====== WORKING DATA ======
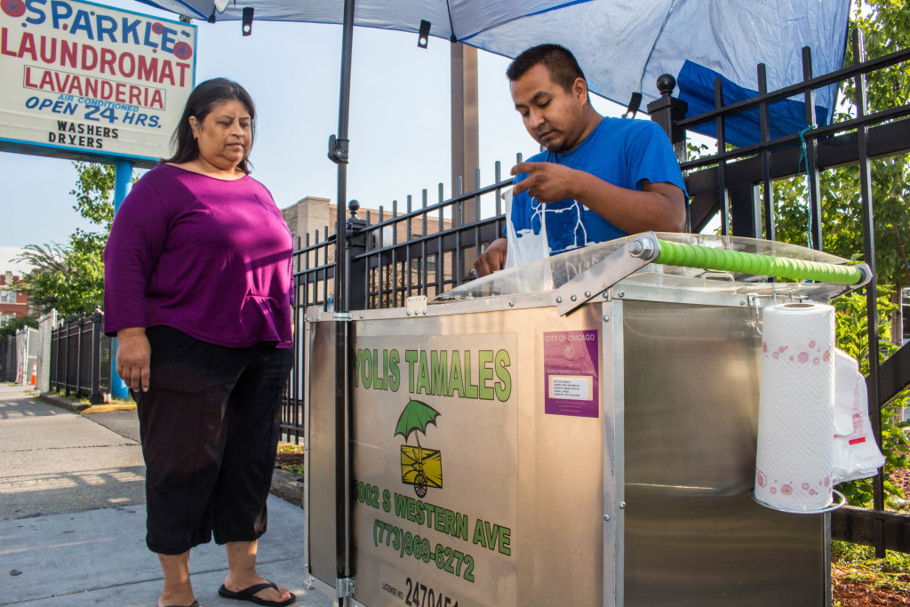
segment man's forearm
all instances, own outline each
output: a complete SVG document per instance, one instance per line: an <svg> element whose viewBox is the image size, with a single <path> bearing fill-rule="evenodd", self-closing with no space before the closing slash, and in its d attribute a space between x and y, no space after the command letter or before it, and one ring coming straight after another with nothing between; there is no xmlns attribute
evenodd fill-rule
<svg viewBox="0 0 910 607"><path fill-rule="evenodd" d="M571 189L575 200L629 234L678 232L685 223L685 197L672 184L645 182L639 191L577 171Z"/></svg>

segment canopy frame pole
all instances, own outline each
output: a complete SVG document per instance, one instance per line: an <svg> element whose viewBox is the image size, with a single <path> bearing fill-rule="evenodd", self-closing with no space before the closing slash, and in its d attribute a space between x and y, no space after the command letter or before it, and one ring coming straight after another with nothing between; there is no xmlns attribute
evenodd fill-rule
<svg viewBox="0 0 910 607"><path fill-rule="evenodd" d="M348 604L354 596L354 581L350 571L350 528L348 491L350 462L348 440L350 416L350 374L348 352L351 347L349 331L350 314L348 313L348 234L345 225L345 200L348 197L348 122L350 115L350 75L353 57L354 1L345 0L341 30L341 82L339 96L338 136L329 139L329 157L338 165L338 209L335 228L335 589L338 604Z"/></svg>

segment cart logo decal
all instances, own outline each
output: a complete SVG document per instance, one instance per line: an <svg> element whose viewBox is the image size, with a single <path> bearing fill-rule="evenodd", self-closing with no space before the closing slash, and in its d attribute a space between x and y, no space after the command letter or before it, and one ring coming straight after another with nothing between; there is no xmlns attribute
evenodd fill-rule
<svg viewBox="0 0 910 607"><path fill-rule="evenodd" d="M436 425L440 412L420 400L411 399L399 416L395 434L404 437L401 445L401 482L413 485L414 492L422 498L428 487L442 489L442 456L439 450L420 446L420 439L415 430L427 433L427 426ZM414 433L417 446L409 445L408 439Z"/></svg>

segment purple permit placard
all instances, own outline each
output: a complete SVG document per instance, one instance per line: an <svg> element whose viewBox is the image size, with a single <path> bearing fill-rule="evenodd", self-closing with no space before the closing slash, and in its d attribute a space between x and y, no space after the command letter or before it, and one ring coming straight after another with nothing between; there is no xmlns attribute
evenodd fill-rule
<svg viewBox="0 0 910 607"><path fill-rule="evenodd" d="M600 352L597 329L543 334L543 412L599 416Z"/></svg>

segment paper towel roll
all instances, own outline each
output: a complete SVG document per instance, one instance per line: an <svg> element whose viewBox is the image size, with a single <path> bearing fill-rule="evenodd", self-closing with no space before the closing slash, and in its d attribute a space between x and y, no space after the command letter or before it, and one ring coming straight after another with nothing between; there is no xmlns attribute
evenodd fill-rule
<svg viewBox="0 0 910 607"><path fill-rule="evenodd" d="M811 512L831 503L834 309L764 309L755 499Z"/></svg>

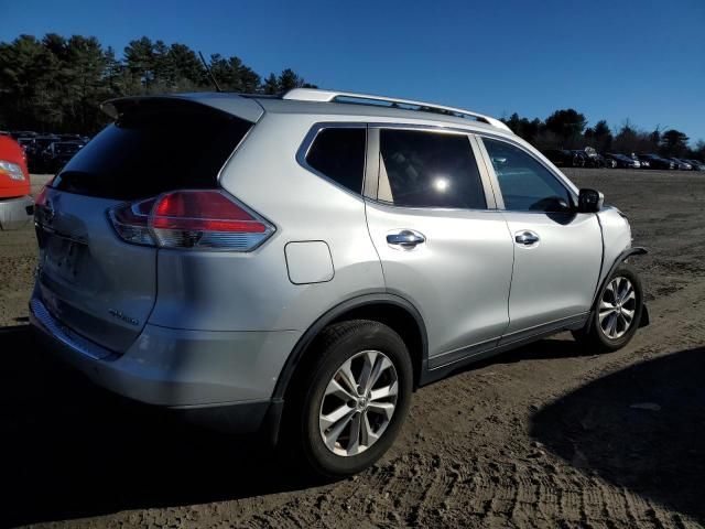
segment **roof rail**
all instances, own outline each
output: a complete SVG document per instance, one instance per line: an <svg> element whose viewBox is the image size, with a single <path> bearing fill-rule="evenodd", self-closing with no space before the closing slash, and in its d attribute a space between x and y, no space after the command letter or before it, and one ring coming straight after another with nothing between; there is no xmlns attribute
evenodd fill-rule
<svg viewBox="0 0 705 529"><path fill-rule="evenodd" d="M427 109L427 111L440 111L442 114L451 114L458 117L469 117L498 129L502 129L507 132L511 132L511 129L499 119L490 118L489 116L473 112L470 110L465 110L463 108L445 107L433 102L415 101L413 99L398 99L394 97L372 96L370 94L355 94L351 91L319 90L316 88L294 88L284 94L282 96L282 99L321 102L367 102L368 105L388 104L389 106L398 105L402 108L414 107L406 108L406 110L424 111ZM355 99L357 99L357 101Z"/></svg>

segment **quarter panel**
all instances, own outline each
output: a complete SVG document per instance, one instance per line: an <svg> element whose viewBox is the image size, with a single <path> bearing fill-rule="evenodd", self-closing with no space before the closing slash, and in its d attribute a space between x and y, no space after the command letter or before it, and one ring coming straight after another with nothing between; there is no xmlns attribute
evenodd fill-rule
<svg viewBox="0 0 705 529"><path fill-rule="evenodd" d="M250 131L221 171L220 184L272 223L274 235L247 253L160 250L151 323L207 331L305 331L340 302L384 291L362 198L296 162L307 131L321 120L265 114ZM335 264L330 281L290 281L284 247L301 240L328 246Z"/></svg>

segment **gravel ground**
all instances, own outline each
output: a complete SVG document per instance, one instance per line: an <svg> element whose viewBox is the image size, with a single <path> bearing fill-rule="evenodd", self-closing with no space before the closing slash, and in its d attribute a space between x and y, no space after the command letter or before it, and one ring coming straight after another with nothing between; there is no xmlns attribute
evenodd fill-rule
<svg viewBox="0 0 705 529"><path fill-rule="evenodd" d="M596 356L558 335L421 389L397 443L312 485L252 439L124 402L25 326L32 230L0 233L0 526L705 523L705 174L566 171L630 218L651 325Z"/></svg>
======
====== WORKING DATA ======
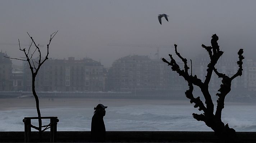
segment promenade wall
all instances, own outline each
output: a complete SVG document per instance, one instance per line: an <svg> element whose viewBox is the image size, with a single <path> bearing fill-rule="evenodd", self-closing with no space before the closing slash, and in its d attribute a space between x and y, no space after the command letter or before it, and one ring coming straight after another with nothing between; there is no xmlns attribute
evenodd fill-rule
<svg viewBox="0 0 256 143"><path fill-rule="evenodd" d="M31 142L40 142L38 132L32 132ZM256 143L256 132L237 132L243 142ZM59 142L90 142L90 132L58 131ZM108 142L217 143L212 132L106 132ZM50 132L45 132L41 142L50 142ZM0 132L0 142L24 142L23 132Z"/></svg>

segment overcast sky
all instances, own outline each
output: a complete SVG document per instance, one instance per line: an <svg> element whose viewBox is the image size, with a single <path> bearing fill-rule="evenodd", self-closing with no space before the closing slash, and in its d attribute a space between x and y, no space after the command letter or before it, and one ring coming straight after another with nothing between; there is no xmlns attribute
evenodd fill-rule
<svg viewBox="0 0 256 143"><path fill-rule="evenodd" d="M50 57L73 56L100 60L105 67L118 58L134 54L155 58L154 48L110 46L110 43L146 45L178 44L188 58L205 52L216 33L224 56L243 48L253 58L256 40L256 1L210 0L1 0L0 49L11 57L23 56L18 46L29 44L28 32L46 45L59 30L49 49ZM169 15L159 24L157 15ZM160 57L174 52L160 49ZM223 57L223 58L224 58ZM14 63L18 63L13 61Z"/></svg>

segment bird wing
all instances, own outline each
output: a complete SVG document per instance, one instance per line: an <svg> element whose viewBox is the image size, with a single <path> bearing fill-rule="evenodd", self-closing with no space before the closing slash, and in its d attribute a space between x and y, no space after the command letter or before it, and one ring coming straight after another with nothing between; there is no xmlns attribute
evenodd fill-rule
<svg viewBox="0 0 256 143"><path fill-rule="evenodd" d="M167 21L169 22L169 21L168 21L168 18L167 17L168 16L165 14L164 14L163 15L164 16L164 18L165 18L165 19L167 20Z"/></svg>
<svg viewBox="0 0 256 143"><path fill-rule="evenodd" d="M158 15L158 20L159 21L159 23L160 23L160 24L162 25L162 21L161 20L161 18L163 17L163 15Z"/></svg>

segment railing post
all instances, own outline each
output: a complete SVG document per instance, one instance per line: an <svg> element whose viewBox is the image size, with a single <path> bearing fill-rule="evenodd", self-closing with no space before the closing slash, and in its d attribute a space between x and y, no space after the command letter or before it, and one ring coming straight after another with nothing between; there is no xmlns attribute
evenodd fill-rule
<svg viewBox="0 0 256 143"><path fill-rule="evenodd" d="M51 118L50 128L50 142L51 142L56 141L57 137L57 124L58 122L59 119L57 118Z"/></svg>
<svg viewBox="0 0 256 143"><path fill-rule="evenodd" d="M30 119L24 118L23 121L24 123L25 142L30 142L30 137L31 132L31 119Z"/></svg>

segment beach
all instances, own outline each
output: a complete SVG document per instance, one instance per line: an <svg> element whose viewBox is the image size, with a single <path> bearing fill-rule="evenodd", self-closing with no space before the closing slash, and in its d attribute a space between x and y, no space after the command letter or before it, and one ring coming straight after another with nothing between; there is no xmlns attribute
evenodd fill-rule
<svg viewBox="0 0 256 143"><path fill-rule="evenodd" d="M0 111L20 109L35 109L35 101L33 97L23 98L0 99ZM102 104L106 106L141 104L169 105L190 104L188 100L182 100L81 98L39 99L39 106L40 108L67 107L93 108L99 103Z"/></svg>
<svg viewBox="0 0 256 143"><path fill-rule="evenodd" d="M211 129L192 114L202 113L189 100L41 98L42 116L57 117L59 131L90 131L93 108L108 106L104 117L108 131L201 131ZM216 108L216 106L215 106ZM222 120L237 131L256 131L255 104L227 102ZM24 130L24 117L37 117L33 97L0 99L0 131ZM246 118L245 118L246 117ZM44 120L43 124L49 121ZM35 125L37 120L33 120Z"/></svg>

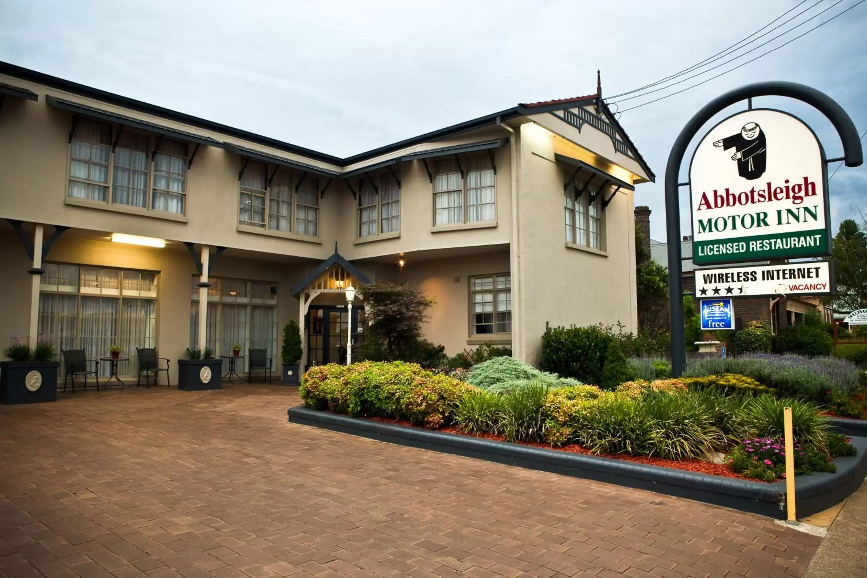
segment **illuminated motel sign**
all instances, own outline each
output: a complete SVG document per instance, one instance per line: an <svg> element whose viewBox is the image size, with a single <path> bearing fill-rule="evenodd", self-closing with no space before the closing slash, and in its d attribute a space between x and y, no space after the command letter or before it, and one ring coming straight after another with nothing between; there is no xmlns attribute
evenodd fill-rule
======
(AIM)
Convert the material starting at the line containing "segment **quarter panel**" and ending at the line containing "131L221 171L220 184L272", both lines included, into a numbered list with blank lines omitted.

(RESPONSE TO THIS TASK)
1. segment **quarter panel**
2. all instances, own outline each
3. output: a complete SVG document per instance, one instance per line: an <svg> element whose viewBox is the image size, with a single <path> bearing fill-rule="evenodd", self-closing with no space before the closing slash, and in its d attribute a space between x and y, no space after the command letter or before it, and one ring coming straight after another with nothing between; there is no xmlns attribute
4. evenodd fill-rule
5. <svg viewBox="0 0 705 529"><path fill-rule="evenodd" d="M250 131L221 171L220 184L272 223L274 235L247 253L160 250L151 323L207 331L305 331L340 302L384 291L362 198L296 162L307 131L321 120L265 114ZM335 264L330 281L290 281L284 247L301 240L328 246Z"/></svg>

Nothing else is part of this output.